• Excerpt
────────────────────

Re: Norton Ghost 9.0
From: Peter Wilkins (wilkinsp_nospam_at_ozemail.com.au)
Date: 12/14/04
- Next message: Michael Tang: "how to reinstall SP2 after removal"
- Previous message: Cntrysky: "Re: Help wpa.dll"
- In reply to:(deleted message) Mike : "Re: Norton Ghost 9.0"
- Next in thread: Mike : "Re: Norton Ghost 9.0"
- Messages sorted by: [ date ] [ thread ]
Date: Tue, 14 Dec 2004 11:38:59 +1100
On 13 Dec 2004 08:18:18 -0600, Mike <MikeV05@privacy.net> wrote :
>It is a bit confusing, but your posts are very helpful. I appreciate you
>taking the time to explain and repeat yourself. Your experience and approach
>are making a lot of sense.
No problem!
>One more dumb question ... If a blue screen occurs,
>you have a full system back up on the external drive. Would you then boot up
>with a ghost cd, and rebuild your primary HD with the image captured on the
>external drive? Then reboot from the recovered image on the primary HD and
>restore the data from your backups on internal HD2? This using Ghost 2003 for
>everything.
>
Yes, that's just about it! Actually if I get a system failure, I can
boot from a number of different sources before applying the image: a
Ghost recovery floppy with Ghost on it, a bootable Ghost Image DVD/CD,
the Ghost installation CD itself, or even an external HDD. I also
have the Ghost images stored in different locations - on DVD, separate
internal or external HDD, or on a network drive, at various different
dates. The image I use to restore will usually be the latest one,
obviously, but there can be times and reasons you might want to
restore to a particular date instead.
1. From DVD (or CD) I just put the first DVD of a Ghost bootable DVD
image set into the drive, turn on the computer and during bootup tell
it to boot from the DVD. That boots the computer into DOS Ghost, so I
can run the restore from the image files on the DVD. That replaces
everything on the boot drive (C:):- system O/S, settings and data,
with the detail from the image. I can then reboot the computer and it
is restored exactly to what it was when I took the backup image. But
that only restores data up to the date that I took the image. So then
I run a separate restore using another data backup program to update
the data from the time of the Ghost image backup to the current date.
Of course, I will lose any data that was created since the last data
backup - hence my motto, backup, backup, backup! The data backup can
be a complete backup of everything in MyDocs, or you can do a complete
backup then daily incremental backups - quicker to make, but then you
have to restore each incremental backup in order, so slower to
restore. You may also need to make special arrangements to backup
some system and program settings that don't go into MyDocs - eg
Outlook contacts lists and emails.
2. Or if I don't have a bootable DVD based image handy, I can boot
into DOS Ghost from a Ghost boot floppy (you can create one from
within Ghost) using my plug-in USB floppy drive, or using my DVD drive
and the Ghost CD, then search for image files on my second HDD (was
internal, now external USB2/firewire) or anywhere else they are stored
that can be accessed by Ghost (even over a network), then run the
restore, then update from the separate data backup as explained for
the DVD restore above. I understand that it is also possible to make
the external HDD bootable, but I haven't tried that yet.

────────────────────

• Data provided
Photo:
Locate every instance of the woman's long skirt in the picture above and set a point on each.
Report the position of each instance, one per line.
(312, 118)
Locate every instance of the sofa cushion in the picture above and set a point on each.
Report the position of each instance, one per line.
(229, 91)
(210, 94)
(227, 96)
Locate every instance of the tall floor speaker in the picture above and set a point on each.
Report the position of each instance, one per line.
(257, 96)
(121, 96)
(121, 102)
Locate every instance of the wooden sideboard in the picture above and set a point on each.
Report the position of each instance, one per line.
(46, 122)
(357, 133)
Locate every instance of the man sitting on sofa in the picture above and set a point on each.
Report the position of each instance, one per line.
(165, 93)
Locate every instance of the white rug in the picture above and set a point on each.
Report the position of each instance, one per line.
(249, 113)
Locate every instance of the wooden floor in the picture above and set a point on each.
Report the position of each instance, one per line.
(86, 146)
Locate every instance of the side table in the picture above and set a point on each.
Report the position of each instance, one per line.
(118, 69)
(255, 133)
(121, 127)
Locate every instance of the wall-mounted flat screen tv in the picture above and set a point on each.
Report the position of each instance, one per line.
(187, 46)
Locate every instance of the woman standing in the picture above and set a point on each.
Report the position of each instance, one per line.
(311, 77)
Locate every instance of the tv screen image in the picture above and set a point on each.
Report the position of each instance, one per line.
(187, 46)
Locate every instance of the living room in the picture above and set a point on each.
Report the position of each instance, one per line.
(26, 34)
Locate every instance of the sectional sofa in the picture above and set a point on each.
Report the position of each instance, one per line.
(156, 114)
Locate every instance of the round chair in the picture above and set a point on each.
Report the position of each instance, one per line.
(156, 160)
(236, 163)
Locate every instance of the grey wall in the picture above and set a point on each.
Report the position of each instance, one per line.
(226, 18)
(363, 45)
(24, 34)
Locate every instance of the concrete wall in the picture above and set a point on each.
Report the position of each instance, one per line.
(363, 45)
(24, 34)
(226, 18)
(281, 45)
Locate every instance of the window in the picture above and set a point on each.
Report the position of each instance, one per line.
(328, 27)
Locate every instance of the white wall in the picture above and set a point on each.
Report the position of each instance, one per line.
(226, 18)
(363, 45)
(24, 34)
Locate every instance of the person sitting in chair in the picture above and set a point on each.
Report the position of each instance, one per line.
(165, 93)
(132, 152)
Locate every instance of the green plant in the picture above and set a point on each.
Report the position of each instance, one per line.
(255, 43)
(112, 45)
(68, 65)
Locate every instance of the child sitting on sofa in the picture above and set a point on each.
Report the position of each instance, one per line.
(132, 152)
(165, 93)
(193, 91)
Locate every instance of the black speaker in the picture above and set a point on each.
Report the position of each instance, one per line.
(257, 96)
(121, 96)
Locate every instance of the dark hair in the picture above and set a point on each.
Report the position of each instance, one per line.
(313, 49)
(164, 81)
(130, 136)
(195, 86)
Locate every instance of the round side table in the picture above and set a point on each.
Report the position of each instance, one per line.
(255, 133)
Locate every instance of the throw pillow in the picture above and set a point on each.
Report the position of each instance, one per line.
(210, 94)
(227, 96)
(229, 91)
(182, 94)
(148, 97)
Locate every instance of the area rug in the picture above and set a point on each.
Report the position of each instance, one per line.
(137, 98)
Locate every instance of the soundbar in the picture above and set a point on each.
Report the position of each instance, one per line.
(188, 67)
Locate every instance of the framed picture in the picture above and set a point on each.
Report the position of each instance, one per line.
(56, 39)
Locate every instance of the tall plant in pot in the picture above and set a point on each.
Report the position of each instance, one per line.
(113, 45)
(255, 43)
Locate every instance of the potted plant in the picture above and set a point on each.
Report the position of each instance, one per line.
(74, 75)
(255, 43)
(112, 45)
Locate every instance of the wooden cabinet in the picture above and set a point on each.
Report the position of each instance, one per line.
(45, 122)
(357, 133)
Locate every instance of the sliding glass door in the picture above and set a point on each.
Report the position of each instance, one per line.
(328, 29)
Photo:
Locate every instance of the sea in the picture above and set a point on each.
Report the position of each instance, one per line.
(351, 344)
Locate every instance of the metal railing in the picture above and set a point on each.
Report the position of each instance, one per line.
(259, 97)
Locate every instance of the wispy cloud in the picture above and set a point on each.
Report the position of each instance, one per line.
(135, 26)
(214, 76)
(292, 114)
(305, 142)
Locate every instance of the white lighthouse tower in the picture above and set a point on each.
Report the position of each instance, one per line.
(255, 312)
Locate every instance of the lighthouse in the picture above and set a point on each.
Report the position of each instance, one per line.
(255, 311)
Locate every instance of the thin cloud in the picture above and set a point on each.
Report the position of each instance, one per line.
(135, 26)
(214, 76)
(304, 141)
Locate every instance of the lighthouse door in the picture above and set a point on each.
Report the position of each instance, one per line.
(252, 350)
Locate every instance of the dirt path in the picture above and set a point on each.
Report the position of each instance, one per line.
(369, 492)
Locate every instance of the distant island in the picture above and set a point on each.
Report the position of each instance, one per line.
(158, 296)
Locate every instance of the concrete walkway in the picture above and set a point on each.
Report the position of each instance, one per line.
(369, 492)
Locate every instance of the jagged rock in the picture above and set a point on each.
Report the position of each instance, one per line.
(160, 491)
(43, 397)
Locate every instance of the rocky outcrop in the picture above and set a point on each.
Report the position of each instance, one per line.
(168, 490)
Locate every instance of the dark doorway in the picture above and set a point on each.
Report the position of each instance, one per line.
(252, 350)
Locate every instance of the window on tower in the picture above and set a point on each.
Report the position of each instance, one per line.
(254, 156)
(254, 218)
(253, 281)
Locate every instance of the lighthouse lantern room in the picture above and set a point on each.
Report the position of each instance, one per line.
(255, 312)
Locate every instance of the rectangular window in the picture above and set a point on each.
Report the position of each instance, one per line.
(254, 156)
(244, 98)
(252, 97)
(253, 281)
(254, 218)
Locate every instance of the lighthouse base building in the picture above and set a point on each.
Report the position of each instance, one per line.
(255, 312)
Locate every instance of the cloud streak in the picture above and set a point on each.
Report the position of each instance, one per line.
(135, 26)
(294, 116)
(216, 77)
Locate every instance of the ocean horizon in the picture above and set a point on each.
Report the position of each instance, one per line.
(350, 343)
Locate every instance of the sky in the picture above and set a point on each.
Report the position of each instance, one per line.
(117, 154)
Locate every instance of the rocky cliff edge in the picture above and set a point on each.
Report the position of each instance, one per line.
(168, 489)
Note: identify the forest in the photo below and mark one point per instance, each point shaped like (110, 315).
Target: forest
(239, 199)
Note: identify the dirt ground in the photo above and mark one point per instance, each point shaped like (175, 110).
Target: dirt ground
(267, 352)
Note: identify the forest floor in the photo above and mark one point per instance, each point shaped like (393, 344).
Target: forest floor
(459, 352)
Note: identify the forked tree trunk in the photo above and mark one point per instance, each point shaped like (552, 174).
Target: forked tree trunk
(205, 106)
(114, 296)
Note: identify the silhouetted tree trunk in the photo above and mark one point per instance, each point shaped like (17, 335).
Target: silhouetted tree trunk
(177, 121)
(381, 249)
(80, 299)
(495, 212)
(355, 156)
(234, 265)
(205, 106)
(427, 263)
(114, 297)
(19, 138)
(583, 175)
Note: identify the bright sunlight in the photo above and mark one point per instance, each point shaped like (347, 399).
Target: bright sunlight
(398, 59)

────────────────────

• What you will do
A – Print the Norton Ghost post from "Date: 12/14/04" to "lot of sense.", copying it word for word.
B – Return each line of the records that contains the word "sitting".
The records are unrelated to the Norton Ghost post.

• Solutions in order
A –
Date: 12/14/04
- Next message: Michael Tang: "how to reinstall SP2 after removal"
- Previous message: Cntrysky: "Re: Help wpa.dll"
- In reply to:(deleted message) Mike : "Re: Norton Ghost 9.0"
- Next in thread: Mike : "Re: Norton Ghost 9.0"
- Messages sorted by: [ date ] [ thread ]
Date: Tue, 14 Dec 2004 11:38:59 +1100
On 13 Dec 2004 08:18:18 -0600, Mike <MikeV05@privacy.net> wrote :
>It is a bit confusing, but your posts are very helpful. I appreciate you
>taking the time to explain and repeat yourself. Your experience and approach
>are making a lot of sense.

B –
Locate every instance of the man sitting on sofa in the picture above and set a point on each.
Locate every instance of the person sitting in chair in the picture above and set a point on each.
Locate every instance of the child sitting on sofa in the picture above and set a point on each.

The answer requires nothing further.